INSTRUCTIONS FOR THE TASK: Each line from the one containing "Exercise. Point out every instance of the dark" through the last line of the records below is to be repeated as written, with nothing added.

Recorded data:
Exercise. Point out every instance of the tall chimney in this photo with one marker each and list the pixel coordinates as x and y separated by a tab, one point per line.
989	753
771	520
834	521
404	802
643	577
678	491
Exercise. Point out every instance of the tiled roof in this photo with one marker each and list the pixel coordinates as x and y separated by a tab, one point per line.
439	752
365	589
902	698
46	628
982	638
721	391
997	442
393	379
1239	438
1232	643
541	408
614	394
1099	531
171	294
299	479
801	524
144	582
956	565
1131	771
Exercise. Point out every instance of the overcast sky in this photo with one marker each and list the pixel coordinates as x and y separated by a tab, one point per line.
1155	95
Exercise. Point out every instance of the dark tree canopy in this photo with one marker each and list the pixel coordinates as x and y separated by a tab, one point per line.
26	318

WRITTEN SOLUTION:
Exercise. Point out every instance of the dark tree canopy in this photo with one marker each and list the pixel coordinates as x and y separated by a tab, one point per line.
26	318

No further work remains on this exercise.